**PASSAGE PROVIDED:**
- Opening Delimiter -
- Other names: Pustular psoriasis of pregnancy
- Specialty: Dermatology, obstetrics

= Impetigo herpetiformis =

Impetigo herpetiformis is a form of severe pustular psoriasis occurring in pregnancy which may occur during any trimester.

== Signs and symptoms ==
The typical lesions are centrifugally extending erythematous patches with marginally grouped sterile pustules; they can also develop erosion, crust, and impetiginization. These lesions are mainly seen in flexural regions. Patients may experience vegetative lesions resembling Pemphigus vegetans, though they are uncommon. It is possible to see mucosal lesions in the tongue, mouth, and even esophagus in addition to nail involvement.

In impetigo herpetiformis, hypoparathyroidism and hypocalcemia may be encountered. Systematic symptoms such as malaise, hypovolemic shock, vomiting, chills, fever, diarrhea, and seizures may also be seen.

== Causes ==
The cause of impetigo herpetiformis is not yet clear. Some evidence suggests that genetic factors may play a role in the development of impetigo herpetiformis, such as the number of familial cases.
- Closing Delimiter -
**RECORD EXCERPTS:**
- Opening Delimiter -
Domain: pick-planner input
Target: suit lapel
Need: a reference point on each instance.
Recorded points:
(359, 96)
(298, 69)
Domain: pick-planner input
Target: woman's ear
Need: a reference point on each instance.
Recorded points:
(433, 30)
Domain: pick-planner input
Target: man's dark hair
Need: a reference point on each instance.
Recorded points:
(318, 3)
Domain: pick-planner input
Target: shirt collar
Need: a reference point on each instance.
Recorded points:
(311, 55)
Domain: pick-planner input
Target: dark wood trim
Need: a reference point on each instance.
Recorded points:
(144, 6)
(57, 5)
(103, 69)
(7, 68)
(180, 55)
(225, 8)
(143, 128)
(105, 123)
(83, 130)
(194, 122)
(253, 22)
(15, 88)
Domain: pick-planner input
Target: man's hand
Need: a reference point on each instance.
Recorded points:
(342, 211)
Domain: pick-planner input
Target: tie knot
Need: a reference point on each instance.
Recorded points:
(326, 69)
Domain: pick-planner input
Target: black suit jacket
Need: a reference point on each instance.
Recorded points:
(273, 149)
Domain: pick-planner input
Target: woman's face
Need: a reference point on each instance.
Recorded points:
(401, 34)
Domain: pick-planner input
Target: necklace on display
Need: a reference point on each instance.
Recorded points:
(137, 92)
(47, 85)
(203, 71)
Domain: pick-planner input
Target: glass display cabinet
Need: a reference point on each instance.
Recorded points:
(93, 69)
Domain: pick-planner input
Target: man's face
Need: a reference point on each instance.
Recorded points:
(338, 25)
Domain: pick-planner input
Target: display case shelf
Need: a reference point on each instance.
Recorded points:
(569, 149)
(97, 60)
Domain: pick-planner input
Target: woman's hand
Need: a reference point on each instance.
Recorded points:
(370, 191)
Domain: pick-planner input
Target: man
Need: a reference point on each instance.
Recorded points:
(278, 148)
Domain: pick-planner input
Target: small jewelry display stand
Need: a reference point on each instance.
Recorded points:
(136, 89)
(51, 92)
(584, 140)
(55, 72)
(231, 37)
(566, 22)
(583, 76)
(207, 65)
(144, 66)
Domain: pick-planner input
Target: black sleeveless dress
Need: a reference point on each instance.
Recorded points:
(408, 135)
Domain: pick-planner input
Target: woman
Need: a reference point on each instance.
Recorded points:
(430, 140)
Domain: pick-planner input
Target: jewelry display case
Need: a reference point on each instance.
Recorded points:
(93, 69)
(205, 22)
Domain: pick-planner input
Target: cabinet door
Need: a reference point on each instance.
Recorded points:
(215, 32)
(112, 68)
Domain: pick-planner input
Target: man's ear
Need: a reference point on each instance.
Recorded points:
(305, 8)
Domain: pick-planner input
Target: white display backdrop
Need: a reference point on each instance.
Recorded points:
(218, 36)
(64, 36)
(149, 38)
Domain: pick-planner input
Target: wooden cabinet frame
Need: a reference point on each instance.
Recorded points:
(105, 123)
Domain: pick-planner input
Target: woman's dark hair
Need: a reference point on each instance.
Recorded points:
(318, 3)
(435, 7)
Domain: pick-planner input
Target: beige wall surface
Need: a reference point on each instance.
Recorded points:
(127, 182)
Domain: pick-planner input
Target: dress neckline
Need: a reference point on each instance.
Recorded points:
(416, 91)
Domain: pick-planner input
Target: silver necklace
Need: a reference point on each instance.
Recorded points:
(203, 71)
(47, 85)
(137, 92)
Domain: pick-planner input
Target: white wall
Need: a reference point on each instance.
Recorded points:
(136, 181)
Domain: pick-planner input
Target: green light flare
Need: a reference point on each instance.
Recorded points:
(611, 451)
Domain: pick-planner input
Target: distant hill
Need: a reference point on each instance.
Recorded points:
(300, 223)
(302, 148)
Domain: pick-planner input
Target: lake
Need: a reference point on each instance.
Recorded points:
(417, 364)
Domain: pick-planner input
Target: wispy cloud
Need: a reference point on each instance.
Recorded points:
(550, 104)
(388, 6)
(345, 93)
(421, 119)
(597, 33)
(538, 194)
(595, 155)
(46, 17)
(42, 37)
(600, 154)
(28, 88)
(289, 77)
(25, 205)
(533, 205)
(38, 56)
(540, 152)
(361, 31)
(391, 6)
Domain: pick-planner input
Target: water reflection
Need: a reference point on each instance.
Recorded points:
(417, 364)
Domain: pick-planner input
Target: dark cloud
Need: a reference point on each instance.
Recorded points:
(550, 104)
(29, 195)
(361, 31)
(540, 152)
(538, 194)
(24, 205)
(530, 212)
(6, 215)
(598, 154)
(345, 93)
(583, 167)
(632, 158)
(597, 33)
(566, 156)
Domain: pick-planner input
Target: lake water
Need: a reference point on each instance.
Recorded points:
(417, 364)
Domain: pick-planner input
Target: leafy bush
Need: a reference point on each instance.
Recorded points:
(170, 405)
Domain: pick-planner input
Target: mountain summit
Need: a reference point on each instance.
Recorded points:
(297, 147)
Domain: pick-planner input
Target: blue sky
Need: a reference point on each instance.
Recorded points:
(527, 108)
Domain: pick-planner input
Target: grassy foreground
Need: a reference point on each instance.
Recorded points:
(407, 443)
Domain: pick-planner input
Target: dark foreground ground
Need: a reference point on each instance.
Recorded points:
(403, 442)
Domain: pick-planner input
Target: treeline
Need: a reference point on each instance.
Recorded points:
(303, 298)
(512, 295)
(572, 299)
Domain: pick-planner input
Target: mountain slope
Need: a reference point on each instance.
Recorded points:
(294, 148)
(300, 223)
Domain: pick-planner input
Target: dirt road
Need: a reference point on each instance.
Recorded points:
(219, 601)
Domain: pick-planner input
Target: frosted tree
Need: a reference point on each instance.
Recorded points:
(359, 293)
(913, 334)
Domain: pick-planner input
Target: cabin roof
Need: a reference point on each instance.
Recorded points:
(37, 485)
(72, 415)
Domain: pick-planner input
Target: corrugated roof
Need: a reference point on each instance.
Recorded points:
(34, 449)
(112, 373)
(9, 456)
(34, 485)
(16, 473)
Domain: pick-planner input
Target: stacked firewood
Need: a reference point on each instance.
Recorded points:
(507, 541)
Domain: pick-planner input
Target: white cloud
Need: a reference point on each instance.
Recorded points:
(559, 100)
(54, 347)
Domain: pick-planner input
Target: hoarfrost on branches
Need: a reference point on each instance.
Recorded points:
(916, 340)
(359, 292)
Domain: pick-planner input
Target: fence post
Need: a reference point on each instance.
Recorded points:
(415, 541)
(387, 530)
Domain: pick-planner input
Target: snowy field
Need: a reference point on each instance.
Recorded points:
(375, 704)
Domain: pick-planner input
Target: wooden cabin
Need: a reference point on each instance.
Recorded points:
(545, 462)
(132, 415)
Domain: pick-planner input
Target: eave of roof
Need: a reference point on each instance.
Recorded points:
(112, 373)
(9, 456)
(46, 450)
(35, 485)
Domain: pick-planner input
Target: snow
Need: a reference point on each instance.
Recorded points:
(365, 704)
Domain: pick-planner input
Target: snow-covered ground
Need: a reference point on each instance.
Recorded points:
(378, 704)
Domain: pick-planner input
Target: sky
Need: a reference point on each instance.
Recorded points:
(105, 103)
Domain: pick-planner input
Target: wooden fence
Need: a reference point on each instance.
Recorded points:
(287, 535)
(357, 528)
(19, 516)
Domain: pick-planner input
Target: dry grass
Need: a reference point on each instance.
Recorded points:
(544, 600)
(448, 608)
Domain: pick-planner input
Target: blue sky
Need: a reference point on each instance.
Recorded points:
- Closing Delimiter -
**ASSIGNMENT 1:**
Answer these questions using the impetigo herpetiformis article:
(a) In which regions of the body are the typical lesions mainly seen?
(b) Which two conditions involving the parathyroid glands and calcium may be encountered?
(c) What is given as an example of evidence that genetic factors may play a role?
**ASSIGNMENT 2:**
Write the next paragraph of the impetigo herpetiformis article, picking up after its final sentence on the causes.

**YOUR RESPONSE 1:**
(a) They are mainly seen in flexural regions.
(b) Hypoparathyroidism and hypocalcemia may be encountered.
(c) The number of familial cases is given as an example.

**YOUR RESPONSE 2:**
== Diagnosis ==
The diagnosis of impetigo herpetiformis is supported by clinical and laboratory findings, and histological examination primarily reveals neutrophilc inflammatory infiltrate, epidermal acanthosis, and papillomatosis with focal parakeratosis. Spongiform pustules of Kogoj are intraepidermal multilocular microabscesses that are formed by neutrophil collections.

Laboratory findings include iron deficiency anemia, hypoalbuminemia, hypocalcemia, elevated erythrocyte sedimentation rate, and leukocytosis.

== Treatment ==
Pustular psoriasis is still primarily treated with systemic corticosteroids, which have been used for many years. If a patient is not responding to corticosteroids, cyclosporine may be a useful medication. In impetigo herpetiformis, the use of antibiotics appears to be beneficial, despite the fact that they cannot completely eradicate the illness.